- **Work to complete**
Could you rewrite all of the data below with "earns a point" changed to "is worth one point" and everything else left as is? Leave the pictures out of your answer.

===== Input material =====

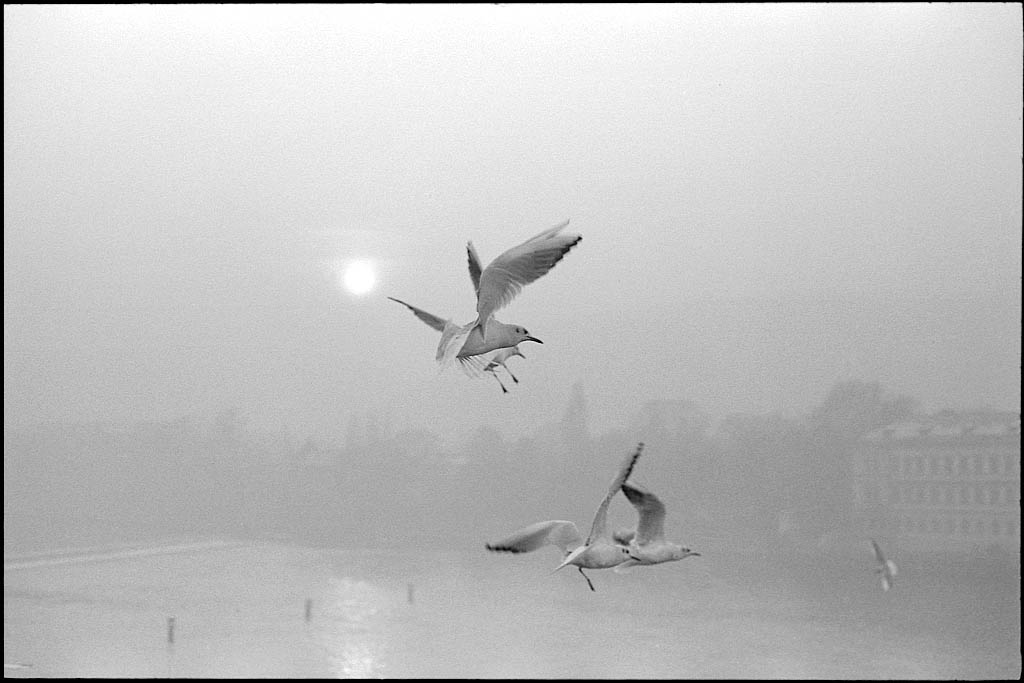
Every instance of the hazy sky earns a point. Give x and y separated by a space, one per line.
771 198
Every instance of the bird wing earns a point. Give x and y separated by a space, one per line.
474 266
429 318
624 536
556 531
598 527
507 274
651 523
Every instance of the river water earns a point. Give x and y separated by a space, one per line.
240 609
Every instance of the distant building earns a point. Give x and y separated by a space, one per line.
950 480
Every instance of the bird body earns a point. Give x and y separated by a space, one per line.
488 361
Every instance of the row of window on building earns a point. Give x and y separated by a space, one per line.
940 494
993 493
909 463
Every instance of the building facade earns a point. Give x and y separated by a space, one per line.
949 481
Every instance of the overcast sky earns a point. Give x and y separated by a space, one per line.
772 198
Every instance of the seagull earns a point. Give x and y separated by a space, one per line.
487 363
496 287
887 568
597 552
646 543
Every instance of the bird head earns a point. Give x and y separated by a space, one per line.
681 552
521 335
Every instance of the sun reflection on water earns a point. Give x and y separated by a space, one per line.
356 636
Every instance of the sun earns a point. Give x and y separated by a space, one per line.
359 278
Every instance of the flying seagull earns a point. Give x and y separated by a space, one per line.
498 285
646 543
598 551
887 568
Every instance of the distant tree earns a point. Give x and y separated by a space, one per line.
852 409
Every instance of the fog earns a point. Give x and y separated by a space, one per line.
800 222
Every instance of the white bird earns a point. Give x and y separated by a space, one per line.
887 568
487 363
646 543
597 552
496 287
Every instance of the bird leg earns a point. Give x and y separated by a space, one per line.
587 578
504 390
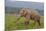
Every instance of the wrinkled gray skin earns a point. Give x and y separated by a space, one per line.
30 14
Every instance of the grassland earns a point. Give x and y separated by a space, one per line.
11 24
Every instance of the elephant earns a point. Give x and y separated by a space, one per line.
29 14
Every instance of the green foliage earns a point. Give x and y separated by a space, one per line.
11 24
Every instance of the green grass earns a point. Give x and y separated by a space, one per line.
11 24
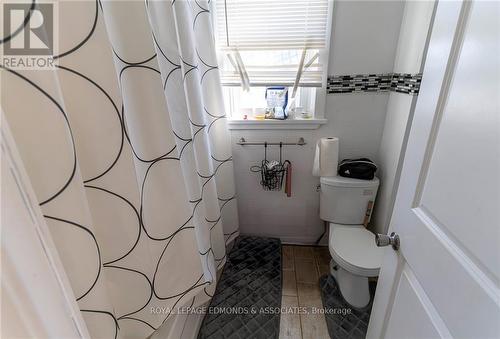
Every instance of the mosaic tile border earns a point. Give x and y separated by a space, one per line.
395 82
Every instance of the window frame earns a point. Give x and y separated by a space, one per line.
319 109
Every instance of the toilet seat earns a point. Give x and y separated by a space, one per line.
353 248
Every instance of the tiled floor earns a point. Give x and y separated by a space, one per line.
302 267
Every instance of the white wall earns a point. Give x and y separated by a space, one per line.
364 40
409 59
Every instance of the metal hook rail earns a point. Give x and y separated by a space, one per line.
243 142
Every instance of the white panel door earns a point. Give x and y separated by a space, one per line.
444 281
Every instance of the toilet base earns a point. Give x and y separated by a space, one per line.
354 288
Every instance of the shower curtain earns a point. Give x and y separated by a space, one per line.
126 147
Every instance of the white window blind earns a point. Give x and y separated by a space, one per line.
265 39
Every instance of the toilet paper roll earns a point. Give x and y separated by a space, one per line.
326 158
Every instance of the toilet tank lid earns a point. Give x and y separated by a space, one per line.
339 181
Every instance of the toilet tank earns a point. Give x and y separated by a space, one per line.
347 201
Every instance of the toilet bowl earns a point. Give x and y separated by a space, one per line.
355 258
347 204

=====

- **Task response**
Every instance of the hazy sky is worth one point. Give x and y separated by a space, one per line.
771 198
Every instance of the bird wing is worth one point. Give x and y separated by a space, one per line.
474 266
429 318
624 536
556 531
598 527
507 274
651 523
Every instance of the river water is worth one point. Give x and y separated by a space, one per line.
240 609
Every instance of the distant building is worth one point. Give x and y separated by a space, one per line.
950 480
Every instance of the bird body is worth one point. Give x and y separated by a space, one per line.
488 361
Every instance of the row of window on building is worth one point. Give x and y separated by a space, one per line.
940 494
993 493
909 463
Every instance of the building facade is worth one point. Give x and y separated by a space, one per line.
949 481
Every instance of the overcast sky is worth one point. Give x and y separated by a space, one per line.
772 198
Every instance of the seagull is worth one point. Give x and y separated by a space, one per line.
487 363
496 287
887 568
597 552
646 543
Every instance of the bird head is worth one point. Give x and y separated by a space, one per line.
681 552
521 335
Every instance of the sun reflection on water is worth one point. Give x and y separated by a space, one per line.
356 636
Every instance of the sun is worth one point. Give x and y separated by a space, one per line.
359 278
Every instance of the flying seagull is worth one point. Give x and y separated by a space, one per line.
498 285
646 543
598 551
887 568
Every instance of the distant tree is worth one point. Give x and y separated by a space, one per line.
852 409
Every instance of the fog is worth one point. Give x and y separated by a space, one per line.
800 222
Every instance of the white bird is worth one point. Give x and y separated by a space, one per line.
887 568
487 363
646 543
597 552
496 287
Every instance of the bird leg is worth one point. Give x and y separated by a space, one per line.
587 578
504 390
Every instance of the wrinkled gray skin is worth one point. Give x and y separated by a space, one per line.
30 14
Every instance of the grassland is worth one point. Give x and y separated by a space, one per line.
11 24
Every instance of the elephant is worth one point. Give x and y separated by a space, one per line.
29 14
Every instance of the green foliage is worth one point. Give x and y separated by a space, one per line.
11 24
Every instance of the green grass is worth one point. Give x and y separated by a space, one per line.
11 24
Every instance of the mosaic tile border is worth one point. Give x and y separated by a space, one per line.
395 82
Every instance of the window frame is worth one point. Give x and y separated by a space, one per line.
319 109
Every instance of the toilet seat is worth one point. Give x and y separated by a space, one per line.
353 248
Every instance of the tiled floor is worth one point. Give x and y separated by a space, one per line.
302 267
Every instance of the white wall is worth one point. Give x and y separated by a space, one per line.
364 40
409 59
Every instance of the metal hook rail is worth one point. Give x and y separated by a space, one per line.
243 142
Every instance of the white panel door is worth one point. Give x and y separated by a space, one per line.
444 281
Every instance of the toilet base is worth one point. Give x and y separated by a space, one per line.
354 288
Every instance of the shower curtain is worth one point. Give x and y separated by a space, one per line.
126 147
Every instance of the white window blind is worth one point. Give x and y separated by a space, one per line.
265 39
Every instance of the toilet paper roll is worth one point. Give x and y separated by a space, one per line.
326 158
Every instance of the toilet tank lid is worth one point. Give x and y separated by a space, one per line.
339 181
Every instance of the toilet tank is worth one point. Give x and y separated by a space, one per line.
347 201
Every instance of the toilet bowl is worth one point. Give x and y separated by a space, one per line.
355 258
347 204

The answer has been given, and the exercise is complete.